:: Task item ::
Reproduce the blog post below on scheduling intimacy after childbirth in full, word for word.

**** Source extract ****

Intimacy After Birth: Why You Should Schedule It

Intimacy with your partner is not the first thing on any woman’s mind after she just birth a child. It definitely wasn’t the first thing on my mind. Whether you shoved your child out of your vagina or your doctor yanked him out of your tummy, your libido becomes magically deactivated. For some women, it might have already been on snooze for a little while before birth.

The truth is, after birth, you are on auto-pilot, your survival mode is triggered and your entire focus is on ensuring your child stays alive as you are try to heal and recover from the extreme pain you just went through. You are so focused on protecting this life you created and making sure he survives in the outside world, intimacy is the furthest on your mind.

Intimacy is also a pretty daunting task. There are so many reasons not to do it. All very VERY legitimate reasons, I should add.

You worry about certain flabby and loose skin that may or may not be dangling in your partners face during sex, depending on the position… You worry about certain leakages that you may or may not have control over… You worry about the stretch marks and the scars you now have, many of them very obvious and shiny if you’re a member of the #blackgirlmagic and coconut oil gang…

Your husband could care less though. The man has been on mandatory deprivation for at least 6 weeks and really just wants his wife back.

But you are exhausted! Every second of every day. 

Oh, and also, in the next couple of weeks you will barely take showers everyday (speaking from experience). You don’t feel pretty, you probably look a mess most of the time. If your husband is perfect like mine is (#shamelessplug), you know he’s patient and understands and won’t push you. He’s waiting for you to be ready. Which is absolutely hilarious because you know you could possibly go months without.

Fact: your first time having sex after having a child is going to be uncomfortable and awkward at best.

This is why you should absolutely schedule sex with your partner. Seriously!

It doesn’t have to be an elaborate scheduling, unless you’re like me. Something as simple as making a mental note, planning a dinner date, and planning to have someone watch your kid(s) so there are no distractions. You schedule almost everything else, why not this?

Remember, this is as much for you as it is for him. Practice makes perfect. The more you engage in it, the more you want it and more comfortable you get. Whoever says scheduling takes away from the romance may be right but scheduling helps you get your groove back. That’s the goal. Slow but steady wins the race

Why Schedule?

**** Data ****

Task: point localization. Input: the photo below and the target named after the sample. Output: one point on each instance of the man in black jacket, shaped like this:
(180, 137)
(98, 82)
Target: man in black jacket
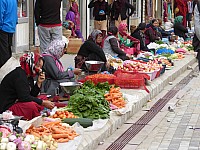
(119, 11)
(47, 18)
(99, 13)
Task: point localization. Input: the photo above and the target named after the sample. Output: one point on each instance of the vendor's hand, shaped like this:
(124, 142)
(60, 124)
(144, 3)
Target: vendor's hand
(48, 104)
(77, 71)
(107, 65)
(125, 37)
(128, 55)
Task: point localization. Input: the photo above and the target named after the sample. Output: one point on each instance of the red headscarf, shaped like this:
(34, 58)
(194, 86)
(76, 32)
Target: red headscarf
(28, 62)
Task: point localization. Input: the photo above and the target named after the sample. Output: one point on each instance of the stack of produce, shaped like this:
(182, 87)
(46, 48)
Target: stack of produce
(58, 131)
(96, 78)
(89, 101)
(63, 114)
(115, 97)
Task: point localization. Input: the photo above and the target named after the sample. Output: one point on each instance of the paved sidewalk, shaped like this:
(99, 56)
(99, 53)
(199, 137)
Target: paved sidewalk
(178, 130)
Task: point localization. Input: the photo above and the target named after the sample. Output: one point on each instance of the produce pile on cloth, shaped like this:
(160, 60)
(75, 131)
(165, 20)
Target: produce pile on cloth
(89, 101)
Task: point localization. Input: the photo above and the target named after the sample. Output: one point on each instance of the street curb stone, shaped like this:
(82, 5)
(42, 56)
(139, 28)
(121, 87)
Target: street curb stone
(93, 138)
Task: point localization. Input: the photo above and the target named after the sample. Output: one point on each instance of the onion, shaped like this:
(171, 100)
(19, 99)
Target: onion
(24, 146)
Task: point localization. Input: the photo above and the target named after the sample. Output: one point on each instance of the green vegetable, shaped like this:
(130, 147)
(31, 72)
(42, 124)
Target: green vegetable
(84, 122)
(190, 48)
(89, 101)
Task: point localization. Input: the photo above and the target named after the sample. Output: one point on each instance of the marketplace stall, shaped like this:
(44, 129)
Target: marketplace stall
(89, 106)
(21, 36)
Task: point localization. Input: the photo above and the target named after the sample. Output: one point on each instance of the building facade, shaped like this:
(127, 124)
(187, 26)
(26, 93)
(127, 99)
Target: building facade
(26, 34)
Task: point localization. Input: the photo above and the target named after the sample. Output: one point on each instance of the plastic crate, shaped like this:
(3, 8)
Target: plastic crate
(163, 69)
(130, 80)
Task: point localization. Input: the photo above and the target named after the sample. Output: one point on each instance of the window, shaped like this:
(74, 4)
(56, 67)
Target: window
(135, 4)
(22, 8)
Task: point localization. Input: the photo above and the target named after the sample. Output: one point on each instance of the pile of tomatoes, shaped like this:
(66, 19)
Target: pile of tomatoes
(63, 114)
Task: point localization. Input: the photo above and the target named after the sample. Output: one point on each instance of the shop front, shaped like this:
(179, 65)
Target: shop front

****

:: Result of the task ::
Intimacy After Birth: Why You Should Schedule It

Intimacy with your partner is not the first thing on any woman’s mind after she just birth a child. It definitely wasn’t the first thing on my mind. Whether you shoved your child out of your vagina or your doctor yanked him out of your tummy, your libido becomes magically deactivated. For some women, it might have already been on snooze for a little while before birth.

The truth is, after birth, you are on auto-pilot, your survival mode is triggered and your entire focus is on ensuring your child stays alive as you are try to heal and recover from the extreme pain you just went through. You are so focused on protecting this life you created and making sure he survives in the outside world, intimacy is the furthest on your mind.

Intimacy is also a pretty daunting task. There are so many reasons not to do it. All very VERY legitimate reasons, I should add.

You worry about certain flabby and loose skin that may or may not be dangling in your partners face during sex, depending on the position… You worry about certain leakages that you may or may not have control over… You worry about the stretch marks and the scars you now have, many of them very obvious and shiny if you’re a member of the #blackgirlmagic and coconut oil gang…

Your husband could care less though. The man has been on mandatory deprivation for at least 6 weeks and really just wants his wife back.

But you are exhausted! Every second of every day. 

Oh, and also, in the next couple of weeks you will barely take showers everyday (speaking from experience). You don’t feel pretty, you probably look a mess most of the time. If your husband is perfect like mine is (#shamelessplug), you know he’s patient and understands and won’t push you. He’s waiting for you to be ready. Which is absolutely hilarious because you know you could possibly go months without.

Fact: your first time having sex after having a child is going to be uncomfortable and awkward at best.

This is why you should absolutely schedule sex with your partner. Seriously!

It doesn’t have to be an elaborate scheduling, unless you’re like me. Something as simple as making a mental note, planning a dinner date, and planning to have someone watch your kid(s) so there are no distractions. You schedule almost everything else, why not this?

Remember, this is as much for you as it is for him. Practice makes perfect. The more you engage in it, the more you want it and more comfortable you get. Whoever says scheduling takes away from the romance may be right but scheduling helps you get your groove back. That’s the goal. Slow but steady wins the race

Why Schedule?